### WHAT THE EXERCISE ASKS
Format every line of the records below as a numbered list, leaving out any blank lines.

### RECORDS FOR THE TASK
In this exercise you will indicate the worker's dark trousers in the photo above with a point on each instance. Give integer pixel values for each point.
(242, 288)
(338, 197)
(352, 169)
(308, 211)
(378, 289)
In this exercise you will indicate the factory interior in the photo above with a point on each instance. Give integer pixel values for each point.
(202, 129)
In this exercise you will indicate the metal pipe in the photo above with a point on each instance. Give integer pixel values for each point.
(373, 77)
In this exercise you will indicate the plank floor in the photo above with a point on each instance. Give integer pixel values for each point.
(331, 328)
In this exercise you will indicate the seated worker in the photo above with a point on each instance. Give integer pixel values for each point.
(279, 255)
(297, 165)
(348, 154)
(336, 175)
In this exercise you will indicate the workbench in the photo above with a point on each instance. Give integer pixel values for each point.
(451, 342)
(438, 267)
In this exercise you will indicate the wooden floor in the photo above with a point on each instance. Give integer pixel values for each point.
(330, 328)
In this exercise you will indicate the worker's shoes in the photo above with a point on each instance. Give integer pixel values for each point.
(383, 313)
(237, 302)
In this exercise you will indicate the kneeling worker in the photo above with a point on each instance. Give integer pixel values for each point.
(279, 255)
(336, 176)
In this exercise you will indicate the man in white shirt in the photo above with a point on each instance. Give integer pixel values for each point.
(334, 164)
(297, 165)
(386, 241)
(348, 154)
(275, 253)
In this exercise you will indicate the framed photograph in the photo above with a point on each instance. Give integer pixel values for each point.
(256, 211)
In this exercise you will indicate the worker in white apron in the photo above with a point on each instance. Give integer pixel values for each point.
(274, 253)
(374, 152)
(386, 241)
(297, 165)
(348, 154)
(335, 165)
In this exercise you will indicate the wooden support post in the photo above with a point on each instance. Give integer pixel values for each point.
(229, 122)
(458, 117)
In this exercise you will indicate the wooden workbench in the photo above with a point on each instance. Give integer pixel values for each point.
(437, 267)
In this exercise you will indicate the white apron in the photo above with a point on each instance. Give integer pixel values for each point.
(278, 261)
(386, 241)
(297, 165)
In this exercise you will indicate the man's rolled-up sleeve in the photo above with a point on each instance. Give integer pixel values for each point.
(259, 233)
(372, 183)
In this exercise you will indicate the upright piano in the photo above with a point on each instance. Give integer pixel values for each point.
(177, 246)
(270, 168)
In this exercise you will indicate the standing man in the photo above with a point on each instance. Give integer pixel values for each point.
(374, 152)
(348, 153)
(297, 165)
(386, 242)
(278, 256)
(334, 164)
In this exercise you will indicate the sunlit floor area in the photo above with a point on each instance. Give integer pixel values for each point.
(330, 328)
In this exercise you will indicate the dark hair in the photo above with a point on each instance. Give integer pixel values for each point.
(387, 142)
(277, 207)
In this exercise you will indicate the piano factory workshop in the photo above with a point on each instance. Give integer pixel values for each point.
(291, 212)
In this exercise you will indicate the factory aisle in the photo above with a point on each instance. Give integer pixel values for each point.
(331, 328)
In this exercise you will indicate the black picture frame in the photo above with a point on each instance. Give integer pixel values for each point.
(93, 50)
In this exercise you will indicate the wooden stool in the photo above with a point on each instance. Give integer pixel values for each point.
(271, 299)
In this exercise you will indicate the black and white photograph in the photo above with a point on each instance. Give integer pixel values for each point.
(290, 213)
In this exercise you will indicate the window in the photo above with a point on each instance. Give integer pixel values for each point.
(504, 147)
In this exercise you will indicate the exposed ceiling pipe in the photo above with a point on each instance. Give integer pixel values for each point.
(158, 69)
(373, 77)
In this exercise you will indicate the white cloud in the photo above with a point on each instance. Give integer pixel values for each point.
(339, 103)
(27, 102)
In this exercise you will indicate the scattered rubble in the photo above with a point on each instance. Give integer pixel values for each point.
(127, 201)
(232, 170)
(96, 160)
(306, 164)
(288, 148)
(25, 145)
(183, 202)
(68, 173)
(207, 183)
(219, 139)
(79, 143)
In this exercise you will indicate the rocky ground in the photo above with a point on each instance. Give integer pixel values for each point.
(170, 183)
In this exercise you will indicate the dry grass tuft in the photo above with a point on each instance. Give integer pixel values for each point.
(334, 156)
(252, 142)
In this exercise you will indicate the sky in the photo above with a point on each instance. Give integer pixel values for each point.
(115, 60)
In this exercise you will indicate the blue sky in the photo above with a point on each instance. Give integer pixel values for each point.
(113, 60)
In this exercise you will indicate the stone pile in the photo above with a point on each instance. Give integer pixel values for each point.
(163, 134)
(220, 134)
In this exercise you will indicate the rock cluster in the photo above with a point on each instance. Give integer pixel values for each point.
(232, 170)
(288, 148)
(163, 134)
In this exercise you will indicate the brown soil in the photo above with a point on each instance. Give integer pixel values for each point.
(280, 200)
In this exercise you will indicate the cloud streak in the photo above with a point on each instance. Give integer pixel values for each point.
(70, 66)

### OUTPUT FOR THIS EXERCISE
1. In this exercise you will indicate the worker's dark trousers in the photo above with a point on each instance. Give integer pixel values for each point.
2. (242, 288)
3. (338, 197)
4. (352, 169)
5. (308, 211)
6. (378, 289)
7. In this exercise you will indicate the factory interior in the photo above with a point on each instance. Give integer pixel values for each point.
8. (202, 129)
9. In this exercise you will indicate the metal pipe in the photo above with a point on each instance. Give integer pixel values for each point.
10. (373, 77)
11. In this exercise you will indicate the plank floor in the photo above with a point on each instance. Give integer pixel values for each point.
12. (331, 328)
13. In this exercise you will indicate the seated worker in the photo above with a point on each instance. Give integer pixel values for each point.
14. (279, 255)
15. (297, 165)
16. (348, 154)
17. (336, 175)
18. In this exercise you will indicate the workbench in the photo above with a point on each instance. Give integer pixel values for each point.
19. (451, 342)
20. (438, 267)
21. In this exercise you will indicate the wooden floor in the photo above with a point on each instance. Give integer pixel values for each point.
22. (330, 328)
23. In this exercise you will indicate the worker's shoes in the photo above with a point on each instance. Give integer pixel values for each point.
24. (383, 313)
25. (237, 302)
26. In this exercise you will indicate the kneeling worker in the photo above with a point on each instance. Give integer pixel values for each point.
27. (279, 255)
28. (336, 176)
29. In this exercise you will indicate the man in white shirt in the photo above with a point on each instance. Give integer pixel values for each point.
30. (334, 164)
31. (297, 165)
32. (386, 241)
33. (348, 154)
34. (275, 253)
35. In this exercise you will indicate the framed photograph in the photo above with a point on each instance. Give integer pixel values for each point.
36. (256, 211)
37. In this exercise you will indicate the worker in white apron in the photo above with a point on each instance. Give integer pixel values for each point.
38. (274, 253)
39. (374, 152)
40. (386, 241)
41. (297, 165)
42. (348, 154)
43. (335, 165)
44. In this exercise you will indicate the wooden support post in the photo above with a point on each instance. Give integer pixel values for each point.
45. (229, 122)
46. (458, 117)
47. In this exercise you will indicate the wooden workbench in the photo above with a point on each instance. Give integer pixel values for each point.
48. (437, 267)
49. In this exercise you will indicate the white apron in the photo above with a point on each instance. Give integer pixel values for each point.
50. (278, 261)
51. (386, 241)
52. (297, 165)
53. In this exercise you will indicate the man's rolled-up sleeve in the photo above with a point on each instance. Give integer pixel values for each point.
54. (259, 233)
55. (372, 183)
56. In this exercise you will indicate the upright piano in the photo above with a point on each instance. Give integer pixel values for each point.
57. (177, 246)
58. (270, 168)
59. In this exercise you will indicate the standing man in the photo above with a point on each instance. Give integer pixel values for each point.
60. (374, 152)
61. (348, 153)
62. (297, 165)
63. (386, 242)
64. (278, 256)
65. (334, 164)
66. In this exercise you will indicate the sunlit floor area in the photo above with a point on each instance. Give integer pixel values for each point.
67. (330, 328)
68. In this exercise you will indicate the dark hair in the photo above with a point on each instance. Give integer pixel values for each point.
69. (387, 142)
70. (277, 207)
71. In this exercise you will indicate the piano factory workshop in the photo above with a point on each instance. Give integer pixel values for each point.
72. (291, 212)
73. In this exercise you will indicate the factory aisle in the photo above with a point on each instance. Give integer pixel values for each point.
74. (331, 328)
75. In this exercise you will indicate the black picture frame in the photo above with a point on each instance. Give integer pixel values for each point.
76. (93, 50)
77. In this exercise you will indicate the wooden stool in the photo above with a point on each instance. Give integer pixel values for each point.
78. (271, 299)
79. In this exercise you will indicate the black and white photograph in the photo above with a point on each instance. Give integer pixel values for each point.
80. (290, 213)
81. In this exercise you will indicate the window in the photo above with a point on each instance. Give integer pixel values for each point.
82. (504, 147)
83. In this exercise you will indicate the exposed ceiling pipe in the photo above with a point on each instance. Give integer pixel values for each point.
84. (158, 69)
85. (373, 77)
86. In this exercise you will indicate the white cloud in the photo above with a point on each instance. Give integer pixel values for each point.
87. (339, 103)
88. (27, 102)
89. In this exercise you will indicate the scattered rubble in the photo above with a point on each instance. Give integer pixel values for each point.
90. (127, 201)
91. (232, 170)
92. (96, 160)
93. (306, 164)
94. (288, 148)
95. (25, 145)
96. (183, 202)
97. (68, 173)
98. (207, 183)
99. (219, 139)
100. (79, 143)
101. In this exercise you will indicate the rocky ground in the photo above with a point on each instance. Give integer pixel values for each point.
102. (170, 183)
103. In this exercise you will indicate the dry grass tuft in the photo above with a point on each instance. Give integer pixel values for each point.
104. (334, 156)
105. (252, 142)
106. In this exercise you will indicate the sky in the photo above with a point on each instance. Give integer pixel values for each point.
107. (115, 60)
108. In this exercise you will indicate the blue sky in the photo above with a point on each instance. Give integer pixel values for each point.
109. (113, 60)
110. In this exercise you will indicate the stone pile in the photo above with a point on each instance. Give integer pixel values for each point.
111. (163, 134)
112. (220, 134)
113. In this exercise you will indicate the rock cluster in the photo above with a point on each instance. Give integer pixel values for each point.
114. (232, 170)
115. (288, 148)
116. (163, 134)
117. In this exercise you will indicate the brown soil in the photo above with a point on each instance. Give integer pixel values for each point.
118. (280, 200)
119. In this exercise you will indicate the cloud streak in the photo above with a point on each instance. Give integer pixel values for each point.
120. (70, 66)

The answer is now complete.